Goal — From the line with "The component shall place one marker per instance of the yellow" to the final line of the records, reproduce every line exactly and only those lines.

Saved entries
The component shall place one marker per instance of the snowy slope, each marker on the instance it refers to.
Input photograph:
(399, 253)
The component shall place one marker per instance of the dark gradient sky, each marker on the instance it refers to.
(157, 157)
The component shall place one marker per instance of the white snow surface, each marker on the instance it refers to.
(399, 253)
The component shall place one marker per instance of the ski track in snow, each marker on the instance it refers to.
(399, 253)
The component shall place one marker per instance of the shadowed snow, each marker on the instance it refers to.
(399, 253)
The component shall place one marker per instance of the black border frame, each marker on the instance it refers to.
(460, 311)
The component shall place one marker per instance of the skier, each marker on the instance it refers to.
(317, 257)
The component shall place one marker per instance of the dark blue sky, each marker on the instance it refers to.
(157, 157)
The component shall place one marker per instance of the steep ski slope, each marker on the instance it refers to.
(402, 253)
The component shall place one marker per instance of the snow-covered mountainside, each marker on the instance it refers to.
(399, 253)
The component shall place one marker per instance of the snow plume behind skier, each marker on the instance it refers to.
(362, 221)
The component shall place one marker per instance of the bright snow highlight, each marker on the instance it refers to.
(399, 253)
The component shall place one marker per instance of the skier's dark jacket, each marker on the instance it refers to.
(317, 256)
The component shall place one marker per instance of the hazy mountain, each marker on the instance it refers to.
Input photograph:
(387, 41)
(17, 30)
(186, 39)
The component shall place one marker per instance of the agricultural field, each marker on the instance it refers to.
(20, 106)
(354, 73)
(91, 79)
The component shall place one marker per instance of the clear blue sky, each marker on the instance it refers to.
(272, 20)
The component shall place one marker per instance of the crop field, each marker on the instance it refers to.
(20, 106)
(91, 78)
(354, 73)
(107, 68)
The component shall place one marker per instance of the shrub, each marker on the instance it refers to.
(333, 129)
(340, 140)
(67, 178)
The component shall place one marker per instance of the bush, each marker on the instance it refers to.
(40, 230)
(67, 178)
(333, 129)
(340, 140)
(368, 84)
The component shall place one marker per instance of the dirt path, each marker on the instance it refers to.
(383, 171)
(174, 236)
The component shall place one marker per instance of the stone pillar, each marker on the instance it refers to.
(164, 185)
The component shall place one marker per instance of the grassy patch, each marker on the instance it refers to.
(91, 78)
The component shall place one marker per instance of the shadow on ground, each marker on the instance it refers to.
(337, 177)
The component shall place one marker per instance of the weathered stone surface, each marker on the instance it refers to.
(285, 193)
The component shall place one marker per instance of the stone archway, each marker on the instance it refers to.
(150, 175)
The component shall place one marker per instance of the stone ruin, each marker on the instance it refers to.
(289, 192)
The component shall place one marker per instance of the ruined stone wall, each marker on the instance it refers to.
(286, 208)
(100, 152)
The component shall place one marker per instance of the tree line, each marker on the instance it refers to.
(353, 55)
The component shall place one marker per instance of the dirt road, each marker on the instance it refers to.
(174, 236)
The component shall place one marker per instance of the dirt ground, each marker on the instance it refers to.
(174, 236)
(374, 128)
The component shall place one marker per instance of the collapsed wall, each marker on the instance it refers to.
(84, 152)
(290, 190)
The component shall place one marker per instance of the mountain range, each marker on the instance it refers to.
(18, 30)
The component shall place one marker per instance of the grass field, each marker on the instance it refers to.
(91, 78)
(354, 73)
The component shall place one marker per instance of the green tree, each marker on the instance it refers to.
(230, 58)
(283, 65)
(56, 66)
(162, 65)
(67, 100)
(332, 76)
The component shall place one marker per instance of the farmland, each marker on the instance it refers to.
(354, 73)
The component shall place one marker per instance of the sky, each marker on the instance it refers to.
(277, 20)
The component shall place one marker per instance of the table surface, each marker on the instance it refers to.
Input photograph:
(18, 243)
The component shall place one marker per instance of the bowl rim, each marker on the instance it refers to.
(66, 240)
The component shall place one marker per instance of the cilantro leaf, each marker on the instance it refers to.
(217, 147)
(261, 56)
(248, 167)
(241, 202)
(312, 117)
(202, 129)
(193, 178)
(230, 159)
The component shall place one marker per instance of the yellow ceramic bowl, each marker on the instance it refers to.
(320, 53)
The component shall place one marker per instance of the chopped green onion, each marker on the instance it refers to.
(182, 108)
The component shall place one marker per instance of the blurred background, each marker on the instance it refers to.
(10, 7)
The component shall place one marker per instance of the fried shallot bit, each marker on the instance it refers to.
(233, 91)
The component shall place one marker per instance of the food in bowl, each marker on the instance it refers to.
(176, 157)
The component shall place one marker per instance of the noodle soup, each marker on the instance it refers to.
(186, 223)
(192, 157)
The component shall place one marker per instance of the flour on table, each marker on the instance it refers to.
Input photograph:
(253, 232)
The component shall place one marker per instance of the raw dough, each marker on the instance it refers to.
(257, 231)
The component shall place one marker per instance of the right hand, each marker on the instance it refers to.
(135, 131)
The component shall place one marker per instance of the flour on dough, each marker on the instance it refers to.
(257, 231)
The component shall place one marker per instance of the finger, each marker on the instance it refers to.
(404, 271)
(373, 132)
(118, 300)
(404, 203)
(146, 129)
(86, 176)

Task solution —
The component shall place one marker per instance of the yellow ceramic bowl, each marker on the instance it refers to.
(320, 53)
The component shall place one marker per instance of the chopped green onion, each marker on the instance it refers to.
(182, 108)
The component shall place one marker per instance of the blurred background, each marker on the instance it refers to.
(10, 7)
The component shall place one marker per instance of the fried shallot bit, each marker on the instance it refers to.
(233, 91)
The component shall place one marker per instance of the food in bowl, each marker on the instance it refers to.
(176, 157)
The component shall place one marker per instance of the noodle soup, each marker on the instance it refers to.
(186, 223)
(192, 157)
The component shall place one marker per instance of the flour on table, each marker on the instance it refers to.
Input photograph:
(253, 232)
The component shall place one marker per instance of the raw dough, each marker on the instance it refers to.
(257, 231)
The component shall place one marker per instance of the right hand, each marker on the instance it refers to.
(135, 131)
The component shall place one marker per instance of the flour on dough, each marker on the instance it refers to.
(257, 231)
The component shall place one marker per instance of the finger, each marker on the instance it refers to.
(404, 271)
(373, 132)
(118, 300)
(404, 203)
(146, 129)
(86, 176)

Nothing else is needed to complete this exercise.